▶ What this task involves
In the article on budget mistakes below, what do the letters of S.M.A.R.T. stand for?

▶ Excerpted passage
<<<<

The Top 4 Budget Mistakes You Should Avoid
No matter how much you love owning your own business, there’s usually one task that an owner cringes over. Creating and maintaining a budget. We know we need a consistent way to track our business costs and creating a budget is an essential way to do that.
So, why is it the last thing on our To Do list that gets our attention?
If you’re a small business, odds are you run a lean company. It might even be just you, the owner, doing everything from sales to service delivery, or marketing to administration. We wear a lot of hats.
This is usually why budgeting gets the short straw when prioritizing our time. But ignoring your business’s financial health can come back to bite you.
By the time you realize your budget is hemorrhaging, it might be too late to correct.
In a great online article by Spendesk.com on this topic, they liken budgeting to a roadmap. You can’t get to where you want to go if you don’t have a clear understanding of where you’re starting from.
The key to a healthy financial business status, then, is to outline all your expenditures, from one-time start-up costs to ongoing monthly expenses.
Any good budget requires a consistent format and monthly tracking. After all, if you don’t track your sales results and expenditures you won’t know when, or if, a course correction is required.
So, what are the top 5 budgeting mistakes many businesses make and how can you avoid them?
In Spendesk’s article, a “sales target is a goal, and like all goals, it needs to be S.M.A.R.T.” That means specific, measurable, achievable, realistic, and done within a specific time period.
Being achievable and realistic is especially key. That doesn’t mean that underestimating goals is better either. A goal should make you stretch, but not be a slam dunk.

>>>>

▶ Data provided
<<<<

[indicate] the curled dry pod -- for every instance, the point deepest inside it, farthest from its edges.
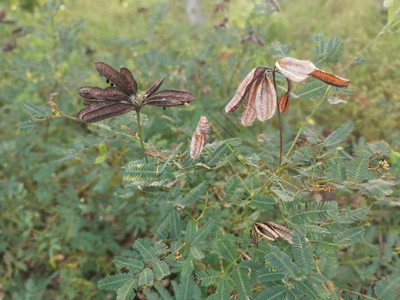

>>>>

▶ Answer to this problem
Specific, measurable, achievable, realistic, and done within a specific time period.